• [Reading passage]:
━━━━━━━━━━━━━━━━━━━━

Monthly Archives: May 2013

RIOXX Application Profile in CERIF – a first draft

RIOXX have developed an Application Profile, which underpins the Guidelines for Open Access Repositories. It has been developed by UKOLN, Chygrove Ltd and Jisc, working closely with RCUK to provide a mechanism for institutional repositories in use in the UK Higher Education sector to comply with the RCUK Policy on Open Access. The ”first release of RIOXX focuses on applying consistency to the metadata fields used to record research funder and project/grant identifiers”.

━━━━━━━━━━━━━━━━━━━━

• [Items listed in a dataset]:

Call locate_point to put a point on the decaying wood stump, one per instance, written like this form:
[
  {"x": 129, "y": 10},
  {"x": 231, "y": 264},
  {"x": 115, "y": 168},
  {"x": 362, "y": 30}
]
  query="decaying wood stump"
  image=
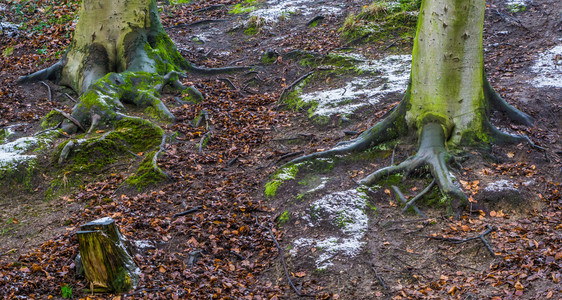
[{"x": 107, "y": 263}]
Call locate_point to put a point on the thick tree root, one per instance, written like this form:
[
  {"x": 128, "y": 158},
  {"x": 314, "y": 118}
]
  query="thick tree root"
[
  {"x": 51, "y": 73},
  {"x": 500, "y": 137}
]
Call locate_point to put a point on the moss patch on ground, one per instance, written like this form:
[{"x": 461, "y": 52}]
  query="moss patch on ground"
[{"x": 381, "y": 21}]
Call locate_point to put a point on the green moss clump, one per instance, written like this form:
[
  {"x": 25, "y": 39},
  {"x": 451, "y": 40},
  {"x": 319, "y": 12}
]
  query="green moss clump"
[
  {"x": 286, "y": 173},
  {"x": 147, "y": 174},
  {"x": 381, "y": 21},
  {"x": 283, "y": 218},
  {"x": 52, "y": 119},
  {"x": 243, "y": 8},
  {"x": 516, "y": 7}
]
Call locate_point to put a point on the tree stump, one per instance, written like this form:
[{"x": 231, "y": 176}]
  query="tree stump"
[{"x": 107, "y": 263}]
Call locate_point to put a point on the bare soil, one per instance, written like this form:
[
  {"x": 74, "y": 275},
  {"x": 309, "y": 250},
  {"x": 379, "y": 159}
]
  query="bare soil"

━━━━━━━━━━━━━━━━━━━━

• [Given problem A]:
Answer these from the RIOXX passage:
(i) Which month's archive does the passage appear under?
(ii) Which three organizations developed the Application Profile?
(iii) What does the first release of RIOXX focus on?
• [Given problem B]:
Do these statements agree with the RIOXX passage? Answer yes or no for each and quote the words that decide it.
(i) RCUK developed the Application Profile on its own.
(ii) The Application Profile underpins the Guidelines for Open Access Repositories.
(iii) The mechanism is meant for institutional repositories in the UK Higher Education sector.

• [Worked answer A]:
(i) May 2013
(ii) UKOLN, Chygrove Ltd and Jisc
(iii) Applying consistency to the metadata fields used to record research funder and project/grant identifiers

• [Worked answer B]:
(i) No: "developed by UKOLN, Chygrove Ltd and Jisc, working closely with RCUK"
(ii) Yes: "which underpins the Guidelines for Open Access Repositories"
(iii) Yes: "institutional repositories in use in the UK Higher Education sector"